Wir sehen es immer wieder: im Bereich Kundensegmente des Business Model Canvas schleicht sich eine Gruppe ein, von der kein Erlösstrom zu erwarten ist. Typische Beispiele sind ‚Systemnutzer‘, ‚Kinder zwischen 6 und 12 Jahren‘ oder eine ‚Staatliche Behörde‘. Diese Zielgruppen profitieren zwar vom Wertangebot, tatsächlich entscheiden Sie jedoch nicht über einen Kauf bzw. eine Investition.

  • Unterscheiden Sie zwischen Kunde und Nicht-Kunde. Kundengruppen zahlen für Ihr Wertangebot. Begünstigte nutzen dieses bzw. leben mit seinen Konsequenzen. Oft sind diese beiden Fraktionen identisch. Jedoch nicht immer. Modellieren Sie Begünstigte als Kernpartner, zahlende Gruppen als Kundensegmente. Alternativ nutzen Sie das Mission Model Canvas. Das Konzept eignet sich besonderes für Non-Profit-Organisationen und interne Unternehmensbereiche.

Fehler 7 – „Kundenbeziehungen ist was fürs Marketing und gehört eigentlich nicht ins Canvas“

Nach unseren Erfahrungen ist von allen neun Bereichen des Business Model Canvas ‚Kundenbeziehungen‘ vielleicht der Schwierigste. Entweder bitten unsere Kunden, hier zu konkretisieren oder wir erleben, dass generelle Phrasen wie ‚Persönlich‘ oder ‚Automatisiert‘ in diesem Bereich notiert werden.

========

__Aufgabe und Anforderungen__:
Prüfen Sie für jede Aussage, ob sie mit dem Auszug übereinstimmt, und belegen Sie Ihr Ja oder Nein mit dem entscheidenden Wortlaut als wörtlichem Zitat.
1. Zahlende Kundengruppen und Begünstigte sind laut dem Auszug immer identisch.
2. Begünstigte sollen als Kernpartner modelliert werden.
3. Der Bereich ‚Kundenbeziehungen‘ gilt im Auszug als vielleicht schwierigster der neun Bereiche.
Die Datensätze haben mit dem Auszug nichts zu tun.

__Angezeigte Datensätze__:

========

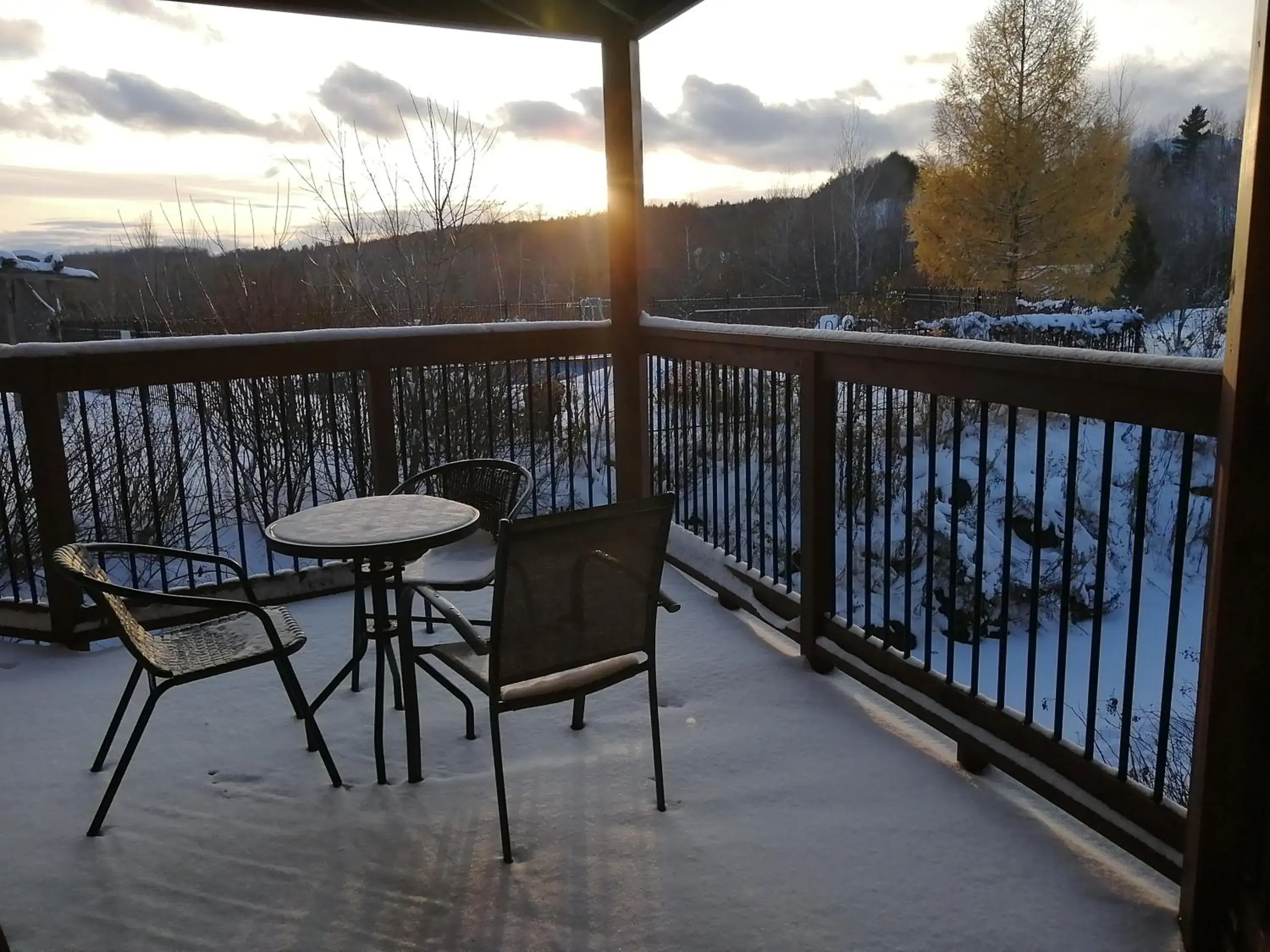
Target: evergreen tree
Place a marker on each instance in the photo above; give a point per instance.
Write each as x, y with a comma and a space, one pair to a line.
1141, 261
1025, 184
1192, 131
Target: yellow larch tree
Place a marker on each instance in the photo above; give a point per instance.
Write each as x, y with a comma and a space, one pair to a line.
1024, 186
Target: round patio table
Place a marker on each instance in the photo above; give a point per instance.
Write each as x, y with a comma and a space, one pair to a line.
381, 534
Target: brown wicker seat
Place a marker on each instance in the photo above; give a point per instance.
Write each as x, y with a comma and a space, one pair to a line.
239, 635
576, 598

========

__Lösung folgt__:
1. Nein: „Oft sind diese beiden Fraktionen identisch. Jedoch nicht immer.“
2. Ja: „Modellieren Sie Begünstigte als Kernpartner, zahlende Gruppen als Kundensegmente.“
3. Ja: „Nach unseren Erfahrungen ist von allen neun Bereichen des Business Model Canvas ‚Kundenbeziehungen‘ vielleicht der Schwierigste.“